* Dataset extract:
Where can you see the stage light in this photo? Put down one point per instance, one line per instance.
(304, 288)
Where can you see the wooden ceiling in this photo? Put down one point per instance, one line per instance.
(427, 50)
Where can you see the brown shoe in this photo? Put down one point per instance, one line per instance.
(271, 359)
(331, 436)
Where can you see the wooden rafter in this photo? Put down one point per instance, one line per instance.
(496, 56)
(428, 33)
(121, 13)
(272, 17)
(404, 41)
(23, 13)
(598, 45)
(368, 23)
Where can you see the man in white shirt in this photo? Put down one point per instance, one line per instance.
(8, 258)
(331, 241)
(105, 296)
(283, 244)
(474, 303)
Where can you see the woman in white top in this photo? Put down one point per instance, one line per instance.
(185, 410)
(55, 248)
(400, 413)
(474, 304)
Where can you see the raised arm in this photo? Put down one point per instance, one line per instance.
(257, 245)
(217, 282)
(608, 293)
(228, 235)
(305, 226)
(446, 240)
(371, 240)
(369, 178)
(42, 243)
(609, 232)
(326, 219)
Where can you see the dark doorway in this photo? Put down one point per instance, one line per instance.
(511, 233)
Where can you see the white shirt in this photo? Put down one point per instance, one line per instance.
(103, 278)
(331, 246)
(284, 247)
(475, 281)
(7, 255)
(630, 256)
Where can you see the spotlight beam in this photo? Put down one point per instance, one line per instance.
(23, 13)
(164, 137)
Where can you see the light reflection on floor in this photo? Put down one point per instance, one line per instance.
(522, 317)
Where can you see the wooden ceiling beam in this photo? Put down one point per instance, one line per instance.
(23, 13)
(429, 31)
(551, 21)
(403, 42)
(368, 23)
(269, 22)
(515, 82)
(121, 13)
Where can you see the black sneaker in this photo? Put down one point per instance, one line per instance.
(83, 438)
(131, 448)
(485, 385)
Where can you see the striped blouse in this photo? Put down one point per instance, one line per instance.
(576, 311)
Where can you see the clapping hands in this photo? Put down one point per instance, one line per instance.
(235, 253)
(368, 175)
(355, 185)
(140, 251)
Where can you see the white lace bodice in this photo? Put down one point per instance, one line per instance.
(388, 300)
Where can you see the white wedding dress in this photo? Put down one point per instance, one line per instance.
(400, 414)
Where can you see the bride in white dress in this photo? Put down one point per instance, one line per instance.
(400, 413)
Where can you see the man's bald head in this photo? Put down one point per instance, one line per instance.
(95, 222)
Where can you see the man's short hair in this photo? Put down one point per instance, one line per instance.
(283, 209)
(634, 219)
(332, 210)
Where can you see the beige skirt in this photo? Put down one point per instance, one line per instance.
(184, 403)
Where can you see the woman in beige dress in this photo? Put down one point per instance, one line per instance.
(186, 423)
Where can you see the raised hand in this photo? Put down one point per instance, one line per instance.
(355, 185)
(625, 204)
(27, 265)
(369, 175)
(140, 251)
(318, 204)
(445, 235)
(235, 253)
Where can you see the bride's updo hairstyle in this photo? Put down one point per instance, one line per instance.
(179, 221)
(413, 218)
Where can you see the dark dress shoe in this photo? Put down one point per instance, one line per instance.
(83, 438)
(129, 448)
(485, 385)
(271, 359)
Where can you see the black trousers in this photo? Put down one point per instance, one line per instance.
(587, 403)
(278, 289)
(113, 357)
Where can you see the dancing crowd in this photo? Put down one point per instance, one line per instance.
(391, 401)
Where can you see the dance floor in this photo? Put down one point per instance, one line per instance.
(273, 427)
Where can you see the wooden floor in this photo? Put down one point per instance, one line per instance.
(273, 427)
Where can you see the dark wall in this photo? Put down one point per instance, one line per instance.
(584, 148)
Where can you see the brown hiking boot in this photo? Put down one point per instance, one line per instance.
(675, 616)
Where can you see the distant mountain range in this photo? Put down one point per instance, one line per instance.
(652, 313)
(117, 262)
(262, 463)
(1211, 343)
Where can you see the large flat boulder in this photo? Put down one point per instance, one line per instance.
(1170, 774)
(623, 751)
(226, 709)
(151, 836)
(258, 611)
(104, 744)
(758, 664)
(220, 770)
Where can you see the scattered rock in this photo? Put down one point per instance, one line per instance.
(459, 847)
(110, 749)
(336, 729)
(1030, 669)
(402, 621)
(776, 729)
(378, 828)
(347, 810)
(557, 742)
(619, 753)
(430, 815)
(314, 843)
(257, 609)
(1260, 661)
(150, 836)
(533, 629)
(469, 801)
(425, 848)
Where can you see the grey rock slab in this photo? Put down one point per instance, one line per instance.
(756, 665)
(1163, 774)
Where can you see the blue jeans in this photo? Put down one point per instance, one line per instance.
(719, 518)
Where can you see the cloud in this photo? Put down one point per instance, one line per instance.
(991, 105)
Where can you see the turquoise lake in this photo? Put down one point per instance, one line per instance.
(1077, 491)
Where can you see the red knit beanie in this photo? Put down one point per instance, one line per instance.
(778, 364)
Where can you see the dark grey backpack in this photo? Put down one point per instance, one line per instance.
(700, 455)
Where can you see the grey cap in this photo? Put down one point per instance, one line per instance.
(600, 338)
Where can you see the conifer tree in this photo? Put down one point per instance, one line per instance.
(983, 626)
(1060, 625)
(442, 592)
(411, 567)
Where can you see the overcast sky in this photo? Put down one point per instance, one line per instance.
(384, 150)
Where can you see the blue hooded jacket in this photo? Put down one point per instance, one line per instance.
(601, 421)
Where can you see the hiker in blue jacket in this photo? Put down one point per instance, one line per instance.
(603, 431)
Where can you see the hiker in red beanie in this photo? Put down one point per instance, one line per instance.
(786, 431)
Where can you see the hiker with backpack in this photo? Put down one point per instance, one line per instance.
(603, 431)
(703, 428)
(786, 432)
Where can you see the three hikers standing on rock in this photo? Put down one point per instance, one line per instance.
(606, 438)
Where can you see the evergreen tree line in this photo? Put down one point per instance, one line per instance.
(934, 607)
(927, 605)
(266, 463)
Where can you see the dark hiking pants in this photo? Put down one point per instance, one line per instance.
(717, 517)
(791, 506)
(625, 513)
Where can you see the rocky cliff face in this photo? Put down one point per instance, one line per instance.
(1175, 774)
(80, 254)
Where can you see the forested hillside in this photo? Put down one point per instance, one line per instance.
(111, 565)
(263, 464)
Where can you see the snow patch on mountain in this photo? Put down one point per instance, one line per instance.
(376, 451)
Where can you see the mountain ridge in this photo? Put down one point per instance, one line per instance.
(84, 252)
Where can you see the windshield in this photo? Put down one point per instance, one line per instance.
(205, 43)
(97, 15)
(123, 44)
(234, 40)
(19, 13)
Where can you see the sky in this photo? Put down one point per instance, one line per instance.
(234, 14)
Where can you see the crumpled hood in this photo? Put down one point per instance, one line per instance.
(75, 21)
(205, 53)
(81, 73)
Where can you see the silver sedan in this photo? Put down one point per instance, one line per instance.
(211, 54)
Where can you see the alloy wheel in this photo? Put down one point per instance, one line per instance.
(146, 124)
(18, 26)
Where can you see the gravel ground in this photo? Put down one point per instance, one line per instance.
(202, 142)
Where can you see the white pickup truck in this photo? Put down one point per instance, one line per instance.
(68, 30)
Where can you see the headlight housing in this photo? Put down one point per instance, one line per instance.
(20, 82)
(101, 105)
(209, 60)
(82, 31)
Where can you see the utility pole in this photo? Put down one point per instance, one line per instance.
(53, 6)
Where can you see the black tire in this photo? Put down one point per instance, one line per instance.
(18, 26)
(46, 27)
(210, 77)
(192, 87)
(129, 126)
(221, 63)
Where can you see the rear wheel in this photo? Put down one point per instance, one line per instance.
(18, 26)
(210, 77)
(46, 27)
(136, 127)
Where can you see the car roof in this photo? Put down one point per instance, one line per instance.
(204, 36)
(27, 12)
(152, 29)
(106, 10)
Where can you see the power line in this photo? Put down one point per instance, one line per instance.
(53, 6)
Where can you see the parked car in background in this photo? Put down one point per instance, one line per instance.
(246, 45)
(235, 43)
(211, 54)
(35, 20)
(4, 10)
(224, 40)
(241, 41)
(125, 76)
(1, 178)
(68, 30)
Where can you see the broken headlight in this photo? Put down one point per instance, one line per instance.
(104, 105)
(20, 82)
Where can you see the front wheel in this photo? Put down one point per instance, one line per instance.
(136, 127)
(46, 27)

* Your assignment: Emit verbatim the lines running from the one with "Where can you see the rear" through the last line of the data, both endpoints inclusive.

* Solution for this task:
Where can you see the rear wheel in this photo? Put down one point per instance, one line per instance.
(18, 26)
(210, 77)
(46, 27)
(136, 127)
Where can you see the car roof in this photo? Put down one point per instance, one line per instance.
(204, 36)
(27, 12)
(152, 29)
(106, 10)
Where can you see the power line in this photo? Put down one point per instance, one line per instance.
(53, 6)
Where can you see the parked car in background in this photo? Put down one point per instance, one line per instance.
(246, 45)
(235, 43)
(211, 54)
(35, 20)
(4, 10)
(224, 40)
(241, 41)
(125, 76)
(1, 178)
(68, 30)
Where can you see the broken headlight in this photo? Put down one point per instance, one line per instance.
(104, 105)
(20, 82)
Where can you see the front wheel in this photo? Put down one point per instance, one line per instance.
(136, 127)
(46, 27)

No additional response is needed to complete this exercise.